* **Brief**: Render the data below as a Markdown table with the columns "Row" and "Line", starting at the line that contains "Place one point on every instance of the shoreline" and ending at the last line of the data. Give each line its own row, and leave out blank lines.

* Start Provided data *

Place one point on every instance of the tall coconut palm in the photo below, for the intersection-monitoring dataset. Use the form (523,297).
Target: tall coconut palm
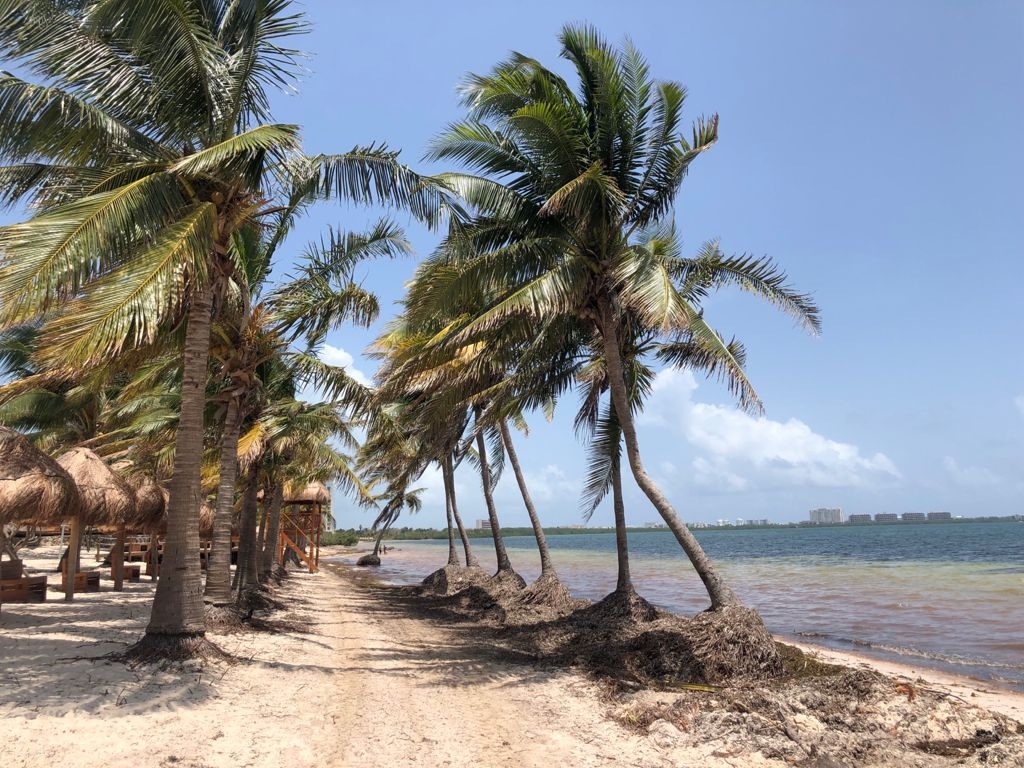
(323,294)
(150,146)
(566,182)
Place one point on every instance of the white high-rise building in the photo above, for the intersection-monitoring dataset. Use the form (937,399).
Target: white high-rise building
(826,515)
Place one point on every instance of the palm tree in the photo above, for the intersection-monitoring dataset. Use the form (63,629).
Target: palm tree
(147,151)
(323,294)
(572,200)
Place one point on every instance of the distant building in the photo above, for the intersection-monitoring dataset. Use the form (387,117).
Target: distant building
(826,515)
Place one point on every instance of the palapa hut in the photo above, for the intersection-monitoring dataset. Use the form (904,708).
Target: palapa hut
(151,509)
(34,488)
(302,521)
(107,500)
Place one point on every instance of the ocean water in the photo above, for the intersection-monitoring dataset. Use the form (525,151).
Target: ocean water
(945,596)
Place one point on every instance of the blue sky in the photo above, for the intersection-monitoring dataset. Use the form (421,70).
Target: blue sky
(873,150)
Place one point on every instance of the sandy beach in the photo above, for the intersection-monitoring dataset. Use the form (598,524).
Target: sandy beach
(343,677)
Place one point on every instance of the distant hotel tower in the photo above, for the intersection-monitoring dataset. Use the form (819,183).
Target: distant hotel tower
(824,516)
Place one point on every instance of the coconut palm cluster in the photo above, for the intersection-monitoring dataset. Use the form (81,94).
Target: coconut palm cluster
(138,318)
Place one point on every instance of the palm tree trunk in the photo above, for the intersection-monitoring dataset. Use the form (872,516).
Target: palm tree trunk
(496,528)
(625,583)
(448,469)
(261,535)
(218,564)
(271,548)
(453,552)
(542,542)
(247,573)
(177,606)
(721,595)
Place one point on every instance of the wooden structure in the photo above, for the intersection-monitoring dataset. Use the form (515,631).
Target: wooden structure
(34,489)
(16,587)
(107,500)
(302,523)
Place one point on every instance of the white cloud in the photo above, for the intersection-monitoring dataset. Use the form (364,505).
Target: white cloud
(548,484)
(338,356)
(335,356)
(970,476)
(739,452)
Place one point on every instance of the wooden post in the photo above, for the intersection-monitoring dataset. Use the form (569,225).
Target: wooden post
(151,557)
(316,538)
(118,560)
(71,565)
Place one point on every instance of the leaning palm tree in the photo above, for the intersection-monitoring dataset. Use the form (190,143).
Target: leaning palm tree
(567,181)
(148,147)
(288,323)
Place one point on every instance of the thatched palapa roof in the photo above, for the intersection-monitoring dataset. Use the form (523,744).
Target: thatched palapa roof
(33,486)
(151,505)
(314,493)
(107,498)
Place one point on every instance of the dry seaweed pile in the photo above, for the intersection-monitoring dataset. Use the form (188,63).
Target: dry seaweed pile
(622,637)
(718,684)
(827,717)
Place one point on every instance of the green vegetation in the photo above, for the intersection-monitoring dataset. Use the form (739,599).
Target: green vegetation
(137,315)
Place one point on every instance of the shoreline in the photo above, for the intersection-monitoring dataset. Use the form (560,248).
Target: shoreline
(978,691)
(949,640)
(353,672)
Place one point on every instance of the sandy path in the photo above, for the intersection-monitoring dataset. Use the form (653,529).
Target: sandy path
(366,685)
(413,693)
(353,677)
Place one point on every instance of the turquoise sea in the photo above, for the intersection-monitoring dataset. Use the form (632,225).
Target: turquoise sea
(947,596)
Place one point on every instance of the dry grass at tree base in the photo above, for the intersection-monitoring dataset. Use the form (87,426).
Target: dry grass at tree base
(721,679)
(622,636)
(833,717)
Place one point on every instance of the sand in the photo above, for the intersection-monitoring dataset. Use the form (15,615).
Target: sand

* End Provided data *

* **Answer to the exercise**:
| Row | Line |
|---|---|
| 1 | Place one point on every instance of the shoreline in the photo above, for the intersection-monitoring dataset. Use the form (560,248). |
| 2 | Target: shoreline |
| 3 | (978,691) |
| 4 | (949,640) |
| 5 | (353,672) |
| 6 | Place one point on every instance of the sandy path in the photo above, for the intersection-monitoring dataset. Use the form (653,529). |
| 7 | Target: sandy path |
| 8 | (366,685) |
| 9 | (413,693) |
| 10 | (353,677) |
| 11 | Place one point on every instance of the turquoise sea in the photo above, for the intersection-monitoring dataset. Use the form (632,225). |
| 12 | Target: turquoise sea |
| 13 | (947,596) |
| 14 | Place one point on every instance of the dry grass at tree base in the photo above, for the intersection-monitoring dataset. Use the form (87,426). |
| 15 | Target: dry grass at tree base |
| 16 | (721,679) |
| 17 | (622,636) |
| 18 | (833,717) |
| 19 | Place one point on every instance of the sand in the photo above, for the intersection-monitoring dataset. Use the form (15,615). |
| 20 | Target: sand |